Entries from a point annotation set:
==================================================

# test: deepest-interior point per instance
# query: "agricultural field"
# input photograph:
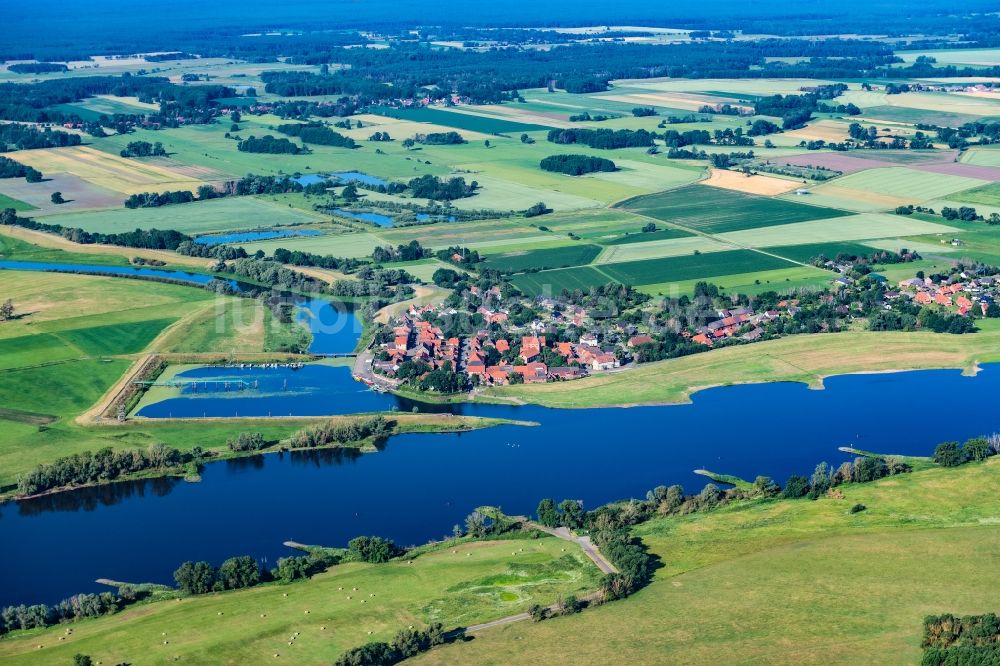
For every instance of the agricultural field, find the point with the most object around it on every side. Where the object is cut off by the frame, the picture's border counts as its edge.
(105, 170)
(560, 257)
(714, 210)
(198, 217)
(805, 563)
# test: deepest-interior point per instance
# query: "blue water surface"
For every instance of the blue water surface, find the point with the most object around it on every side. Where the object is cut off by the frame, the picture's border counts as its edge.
(116, 271)
(250, 236)
(422, 484)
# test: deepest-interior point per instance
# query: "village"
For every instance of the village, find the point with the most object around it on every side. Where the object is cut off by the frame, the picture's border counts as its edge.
(560, 341)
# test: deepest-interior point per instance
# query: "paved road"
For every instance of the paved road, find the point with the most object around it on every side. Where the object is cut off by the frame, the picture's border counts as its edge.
(588, 547)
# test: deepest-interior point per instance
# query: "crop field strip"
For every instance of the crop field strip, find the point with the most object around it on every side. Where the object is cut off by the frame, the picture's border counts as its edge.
(713, 210)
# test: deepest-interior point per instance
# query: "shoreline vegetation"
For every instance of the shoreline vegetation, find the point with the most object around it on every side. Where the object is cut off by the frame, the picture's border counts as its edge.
(807, 359)
(623, 530)
(188, 468)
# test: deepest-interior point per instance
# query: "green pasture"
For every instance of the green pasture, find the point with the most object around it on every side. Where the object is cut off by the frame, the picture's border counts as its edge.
(553, 282)
(315, 620)
(715, 210)
(906, 183)
(688, 267)
(461, 120)
(863, 226)
(16, 204)
(226, 214)
(788, 581)
(559, 257)
(781, 280)
(655, 249)
(805, 253)
(358, 244)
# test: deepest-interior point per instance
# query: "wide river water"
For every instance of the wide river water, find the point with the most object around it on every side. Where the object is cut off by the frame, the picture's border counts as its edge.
(420, 485)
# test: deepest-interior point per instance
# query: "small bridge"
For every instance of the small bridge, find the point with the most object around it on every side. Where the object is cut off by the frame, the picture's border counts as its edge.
(208, 385)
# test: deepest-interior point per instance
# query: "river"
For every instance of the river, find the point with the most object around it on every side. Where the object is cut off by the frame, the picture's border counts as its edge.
(420, 485)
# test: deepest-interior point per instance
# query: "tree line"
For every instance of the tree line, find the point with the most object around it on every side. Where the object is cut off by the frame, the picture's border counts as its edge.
(104, 465)
(150, 239)
(316, 133)
(576, 165)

==================================================

Task to carry out:
Restate the entire listing word for word, excluding pictures.

Expected output:
# test: deepest-interior point per instance
# query: "agricultural field"
# input photograph:
For every instance of the agricultural field, find the point with the most object around it on every side. Where the object is cut off by the frame, the picture's border counts as its edge.
(105, 170)
(560, 257)
(714, 210)
(198, 217)
(805, 563)
# test: deepest-interior point per instance
# query: "blue water surface"
For every instance of the blue water surface, find the point with the most object around it on every side. Where the object is cut off by the frame, the picture's border counts as its edge.
(116, 271)
(250, 236)
(422, 484)
# test: deepest-interior point per instance
# query: "village"
For every instance of the village, find the point with the most object around it on every side. Where the object is cut off by the frame, the picture's border counts as its edge.
(560, 341)
# test: deepest-interior point per instance
# query: "paved road"
For every instance of the paved road, find the point with the most object around it on every side. Where the object is cut off by the frame, the picture's border counts as its edge.
(588, 547)
# test: deepest-interior point per instance
# query: "crop field strip"
For every instance of the crop field strip, find the point with the most object around it on every side. Where the object is cut off by the frame, the picture's border counts as its edge.
(713, 210)
# test: deepest-interior point per instance
# query: "shoreline vegetation"
For every instance of the shoreline vegetation, find the point with the most object around it on every side. Where the object is cut off by the frame, the picture's border counts as its edge.
(807, 359)
(623, 530)
(188, 468)
# test: deepest-interior point per instance
# query: "green pasture"
For every instance of the green pasture, find the point with the most object around it on every side. Where the object is cut off by the frame, the picture's border counts as its edge.
(553, 282)
(315, 620)
(715, 210)
(906, 183)
(688, 267)
(461, 120)
(863, 226)
(16, 204)
(226, 214)
(788, 581)
(559, 257)
(781, 280)
(655, 249)
(805, 253)
(358, 244)
# test: deepest-interior point per instance
# query: "wide river water"
For every instance of the wide river water, find the point with the most object around it on every side. Where the object is cut off by the frame, the picture's border counts as its edge.
(420, 485)
# test: deepest-interior point per instance
# query: "small bridge"
For every instance of the small bridge, find the point with the most object around it on every side. Where the object is cut off by the frame, the picture's border counts as its edge.
(208, 385)
# test: deepest-interior point per instance
# query: "river"
For every instance of the river, find the point with the most object around it on every side. Where the object is cut off by the frame, the picture's border counts as its edge.
(420, 485)
# test: deepest-interior point per instance
# query: "tree line"
For every instance of the tree line, find the point with the most object around it on every side. Where the object is cut off by the frame, the picture's border counts as its edge.
(104, 465)
(150, 239)
(316, 133)
(576, 165)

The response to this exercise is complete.